## [Consigne 1]
D'après l'extrait, pour quelle raison Turpin doit-il rendre grâce à la Bonté divine ? Réponds en une ou deux phrases.
## [Consigne 2]
Recopie tout le passage de l'extrait qui va de « Mais, Seigneur, comment » jusqu'à « faire cette prise. » en remplaçant « bonnet » par « chapeau ».
## [Consigne 3]
Indique si chacune des affirmations suivantes s'accorde avec l'extrait. Réponds par oui ou par non et cite les mots exacts de l'extrait qui permettent de trancher.
(a) L'Esprit est le fantôme d'un défunt gouverneur de César.
(b) L'Esprit affirme que l'or est caché dans un arbre.
(c) L'Esprit demande à Turpin de revenir le soir même.

## [Extrait du texte]
Pour l'intelligence du conte, il suffit de savoir que l'Esprit est le fantôme d'un défunt gouverneur de César.

(…)
Et se trouvant dans un jardin :
Vois-tu, dit l'Esprit à Turpin
Où se joignent ces deux allées :
C'est-là que depuis tant d'années
Est telle quantité d'argent
Que tu dois en être content.
Puisque le Ciel te le destine,
Rends grace à la Bonté divine
De t'avoir conduit en ce lieu.
Je rends, dit Turpin, grace à Dieu
Des bontés qu'il me fait paroître.
Mais, Seigneur, comment reconnoître,
Où trouver un si grand bienfait ?
Comment ? laisse-y ton bonnet.
L'Esprit gagne une autre avenue,
Et Turpin le suit tête nue.
Voilà, dit-il, un autre endroit ;
Que peux-tu croire que ce soit,
Turpin ? Foi d'ombre, je te jure
Que c'est de l'or, & sans mesure ;
Il est caché dessous nos pas :
Demain matin ne manque pas
De venir faire cette prise.

## [Entrées de données]
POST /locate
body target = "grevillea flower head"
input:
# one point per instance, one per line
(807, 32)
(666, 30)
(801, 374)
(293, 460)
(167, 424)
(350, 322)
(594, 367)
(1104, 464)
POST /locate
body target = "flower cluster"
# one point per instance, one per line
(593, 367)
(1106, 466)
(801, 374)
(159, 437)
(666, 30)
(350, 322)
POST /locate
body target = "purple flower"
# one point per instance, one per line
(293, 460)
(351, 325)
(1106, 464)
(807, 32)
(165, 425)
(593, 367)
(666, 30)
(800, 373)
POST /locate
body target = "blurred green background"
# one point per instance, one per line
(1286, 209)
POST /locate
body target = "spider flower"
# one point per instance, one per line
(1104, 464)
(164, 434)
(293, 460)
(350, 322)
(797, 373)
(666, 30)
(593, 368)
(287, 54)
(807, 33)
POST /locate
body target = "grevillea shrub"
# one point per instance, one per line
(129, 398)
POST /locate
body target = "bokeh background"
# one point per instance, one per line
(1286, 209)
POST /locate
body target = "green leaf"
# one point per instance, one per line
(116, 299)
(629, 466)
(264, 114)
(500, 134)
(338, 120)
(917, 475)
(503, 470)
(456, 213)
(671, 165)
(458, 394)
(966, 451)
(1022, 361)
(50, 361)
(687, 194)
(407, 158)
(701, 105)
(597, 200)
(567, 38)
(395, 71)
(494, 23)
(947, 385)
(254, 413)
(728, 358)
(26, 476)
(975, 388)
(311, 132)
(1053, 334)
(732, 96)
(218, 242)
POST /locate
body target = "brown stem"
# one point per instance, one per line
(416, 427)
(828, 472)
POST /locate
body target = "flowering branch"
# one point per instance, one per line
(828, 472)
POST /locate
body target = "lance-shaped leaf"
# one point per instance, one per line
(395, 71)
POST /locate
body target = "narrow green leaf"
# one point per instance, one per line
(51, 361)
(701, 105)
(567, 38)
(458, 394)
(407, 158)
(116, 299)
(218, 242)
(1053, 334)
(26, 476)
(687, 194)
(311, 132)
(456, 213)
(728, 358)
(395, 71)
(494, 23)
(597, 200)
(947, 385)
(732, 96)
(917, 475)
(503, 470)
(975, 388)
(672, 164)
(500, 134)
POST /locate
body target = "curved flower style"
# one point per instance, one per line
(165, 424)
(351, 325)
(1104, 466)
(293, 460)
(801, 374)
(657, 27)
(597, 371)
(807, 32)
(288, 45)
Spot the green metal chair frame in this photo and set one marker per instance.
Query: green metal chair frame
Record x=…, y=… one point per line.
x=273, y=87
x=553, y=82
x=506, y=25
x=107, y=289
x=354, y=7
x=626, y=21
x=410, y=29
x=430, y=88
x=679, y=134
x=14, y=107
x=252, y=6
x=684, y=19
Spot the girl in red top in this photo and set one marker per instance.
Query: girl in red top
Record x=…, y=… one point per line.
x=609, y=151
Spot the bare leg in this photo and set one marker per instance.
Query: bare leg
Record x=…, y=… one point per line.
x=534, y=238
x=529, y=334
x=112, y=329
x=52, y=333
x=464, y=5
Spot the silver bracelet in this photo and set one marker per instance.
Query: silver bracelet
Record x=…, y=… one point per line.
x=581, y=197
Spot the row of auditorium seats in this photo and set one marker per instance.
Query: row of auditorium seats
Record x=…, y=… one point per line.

## [Réponse attendue 1]
Turpin doit rendre grâce à la Bonté divine parce que le Ciel lui destine l'argent caché à l'endroit où se joignent les deux allées. L'Esprit le dit : « Puisque le Ciel te le destine, / Rends grace à la Bonté divine ».

## [Réponse attendue 2]
Mais, Seigneur, comment reconnoître,
Où trouver un si grand bienfait ?
Comment ? laisse-y ton chapeau.
L'Esprit gagne une autre avenue,
Et Turpin le suit tête nue.
Voilà, dit-il, un autre endroit ;
Que peux-tu croire que ce soit,
Turpin ? Foi d'ombre, je te jure
Que c'est de l'or, & sans mesure ;
Il est caché dessous nos pas :
Demain matin ne manque pas
De venir faire cette prise.

## [Réponse attendue 3]
(a) Oui : « l'Esprit est le fantôme d'un défunt gouverneur de César ».
(b) Non : « Il est caché dessous nos pas ».
(c) Non : « Demain matin ne manque pas ».